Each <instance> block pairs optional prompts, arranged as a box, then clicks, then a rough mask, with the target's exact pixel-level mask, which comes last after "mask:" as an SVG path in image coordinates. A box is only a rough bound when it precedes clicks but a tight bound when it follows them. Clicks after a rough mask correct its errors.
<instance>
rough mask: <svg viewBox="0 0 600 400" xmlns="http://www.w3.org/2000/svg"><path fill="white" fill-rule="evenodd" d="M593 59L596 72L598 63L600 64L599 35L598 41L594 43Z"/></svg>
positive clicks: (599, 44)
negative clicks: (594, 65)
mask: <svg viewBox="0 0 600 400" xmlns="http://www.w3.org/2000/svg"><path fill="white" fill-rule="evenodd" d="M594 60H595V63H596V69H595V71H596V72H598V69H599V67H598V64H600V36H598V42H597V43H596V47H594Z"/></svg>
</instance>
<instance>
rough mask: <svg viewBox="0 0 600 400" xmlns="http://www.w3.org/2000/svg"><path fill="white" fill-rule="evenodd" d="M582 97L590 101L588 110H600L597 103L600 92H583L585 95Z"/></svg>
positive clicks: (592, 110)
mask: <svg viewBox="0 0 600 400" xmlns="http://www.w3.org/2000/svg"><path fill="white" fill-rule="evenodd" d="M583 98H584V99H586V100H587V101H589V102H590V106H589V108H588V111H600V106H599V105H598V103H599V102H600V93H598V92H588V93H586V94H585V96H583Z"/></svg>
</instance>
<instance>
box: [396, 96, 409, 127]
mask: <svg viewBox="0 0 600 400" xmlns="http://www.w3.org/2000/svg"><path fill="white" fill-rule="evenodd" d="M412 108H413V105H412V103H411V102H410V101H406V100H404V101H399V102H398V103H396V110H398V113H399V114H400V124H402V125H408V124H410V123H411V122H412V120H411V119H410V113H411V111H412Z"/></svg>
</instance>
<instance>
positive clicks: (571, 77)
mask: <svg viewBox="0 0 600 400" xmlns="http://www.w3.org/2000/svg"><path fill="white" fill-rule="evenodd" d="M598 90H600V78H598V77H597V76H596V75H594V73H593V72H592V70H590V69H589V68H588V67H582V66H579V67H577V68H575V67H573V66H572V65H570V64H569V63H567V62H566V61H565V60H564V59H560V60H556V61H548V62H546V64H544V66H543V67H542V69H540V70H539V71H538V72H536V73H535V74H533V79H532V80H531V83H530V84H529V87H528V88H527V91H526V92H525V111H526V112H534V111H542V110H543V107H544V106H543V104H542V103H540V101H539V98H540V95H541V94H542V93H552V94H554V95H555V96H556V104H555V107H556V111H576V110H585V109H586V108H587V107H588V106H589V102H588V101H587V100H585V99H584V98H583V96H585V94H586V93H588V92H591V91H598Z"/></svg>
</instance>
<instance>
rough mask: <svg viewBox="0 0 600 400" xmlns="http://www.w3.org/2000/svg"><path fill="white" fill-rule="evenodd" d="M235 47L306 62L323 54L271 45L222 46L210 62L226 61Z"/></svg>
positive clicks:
----------
> WORK ITEM: Reproduce the data shown above exactly, including every line.

> FINISHED EXERCISE:
Each <instance> block pairs optional prompts, arranged as a box, then clicks, then a rough mask, with the target's exact pixel-level mask, which comes last after "mask:" as an SVG path in image coordinates. A box is only a rough bound when it precedes clicks but a tight bound when it follows them. Clicks after a rough mask correct its errors.
<instance>
rough mask: <svg viewBox="0 0 600 400" xmlns="http://www.w3.org/2000/svg"><path fill="white" fill-rule="evenodd" d="M593 59L596 72L598 63L600 64L599 35L598 41L594 43Z"/></svg>
positive clicks: (599, 44)
negative clicks: (594, 65)
mask: <svg viewBox="0 0 600 400" xmlns="http://www.w3.org/2000/svg"><path fill="white" fill-rule="evenodd" d="M594 60H595V63H596V69H595V71H596V72H598V69H599V67H598V64H600V36H598V42H597V43H596V47H594Z"/></svg>
</instance>
<instance>
rough mask: <svg viewBox="0 0 600 400" xmlns="http://www.w3.org/2000/svg"><path fill="white" fill-rule="evenodd" d="M582 97L590 101L588 110H600L597 103L600 92H583L585 95Z"/></svg>
positive clicks: (592, 110)
mask: <svg viewBox="0 0 600 400" xmlns="http://www.w3.org/2000/svg"><path fill="white" fill-rule="evenodd" d="M583 98H584V99H586V100H587V101H589V102H590V106H589V108H588V111H600V106H599V105H598V103H599V102H600V93H598V92H588V93H586V94H585V96H583Z"/></svg>
</instance>
<instance>
box: [396, 96, 409, 127]
mask: <svg viewBox="0 0 600 400" xmlns="http://www.w3.org/2000/svg"><path fill="white" fill-rule="evenodd" d="M412 108H413V105H412V103H411V102H410V101H406V100H404V101H399V102H398V103H396V110H398V113H399V114H400V124H402V125H408V124H410V123H411V122H412V120H411V119H410V113H411V111H412Z"/></svg>
</instance>
<instance>
positive clicks: (571, 77)
mask: <svg viewBox="0 0 600 400" xmlns="http://www.w3.org/2000/svg"><path fill="white" fill-rule="evenodd" d="M598 90H600V78H598V77H597V76H596V75H594V73H593V72H592V70H590V69H589V68H588V67H582V66H579V67H577V68H575V67H573V66H572V65H570V64H569V63H567V62H566V61H565V60H564V59H560V60H556V61H548V62H546V64H544V66H543V67H542V69H540V70H539V71H538V72H536V73H535V74H533V79H532V80H531V83H530V84H529V87H528V88H527V91H526V92H525V111H526V112H534V111H542V110H543V107H544V106H543V104H542V103H540V101H539V98H540V95H541V94H542V93H552V94H554V95H555V96H556V104H555V107H556V111H576V110H585V109H586V108H587V107H588V106H589V102H588V101H587V100H585V99H584V98H583V96H585V94H586V93H588V92H591V91H598Z"/></svg>
</instance>
<instance>
rough mask: <svg viewBox="0 0 600 400" xmlns="http://www.w3.org/2000/svg"><path fill="white" fill-rule="evenodd" d="M235 47L306 62L323 54L271 45L222 46L210 62L226 61Z"/></svg>
positive clicks:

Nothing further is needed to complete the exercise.